Provided information —

________________________________________

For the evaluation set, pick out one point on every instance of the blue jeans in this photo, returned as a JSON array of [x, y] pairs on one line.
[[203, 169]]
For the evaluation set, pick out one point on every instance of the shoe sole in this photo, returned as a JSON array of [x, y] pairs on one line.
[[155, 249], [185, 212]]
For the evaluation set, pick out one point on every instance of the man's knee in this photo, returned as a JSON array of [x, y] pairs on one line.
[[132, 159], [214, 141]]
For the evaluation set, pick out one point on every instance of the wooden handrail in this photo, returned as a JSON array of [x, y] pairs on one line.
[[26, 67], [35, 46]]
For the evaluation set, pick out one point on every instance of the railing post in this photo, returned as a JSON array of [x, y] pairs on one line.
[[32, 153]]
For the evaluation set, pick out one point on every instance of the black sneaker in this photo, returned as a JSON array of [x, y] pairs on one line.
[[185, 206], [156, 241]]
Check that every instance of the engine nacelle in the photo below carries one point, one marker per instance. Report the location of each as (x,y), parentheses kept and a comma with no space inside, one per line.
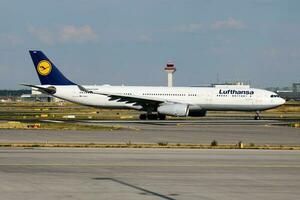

________________________________________

Exercise — Write out every line of the entries above as a JSON list of strings, one string per line, with blank lines dropped and the picture left out.

Answer to this exercise —
[
  "For the evaluation set, pick out one point on every instance of the blue jeans in this photo, returned as a JSON array of [x, y] pairs on one line.",
  "[[203, 169]]",
  "For the evaluation set, pick out one point on every instance of the shoe sole in this photo, returned as a JSON array of [x, y] pairs on one line.",
  "[[155, 249], [185, 212]]",
  "For the evaluation set, pick out one point on every instance of the man's knee in this photo, returned as a JSON array of [x, y] pairs on one line.",
  "[[132, 159], [214, 141]]",
  "For the evaluation set, pick out one point on every instance of the wooden handrail in this photo, returned as a JSON array of [x, y] pairs on one line.",
  "[[26, 67], [35, 46]]",
  "For the evaluation set, pick out one point on every instance of the railing post in this photo, returned as a JSON array of [x, y] pairs on one line.",
  "[[32, 153]]",
  "For the evaluation set, pick out one point on every instance of the black sneaker in this photo, returned as a JSON array of [x, y] pairs on one line.",
  "[[185, 206], [156, 241]]",
  "Check that every instance of the engine nacelle in the photo below carries one point, one marker per instance. Report the location of each as (x,y), parentheses kept and a comma with no space inside, one per line."
]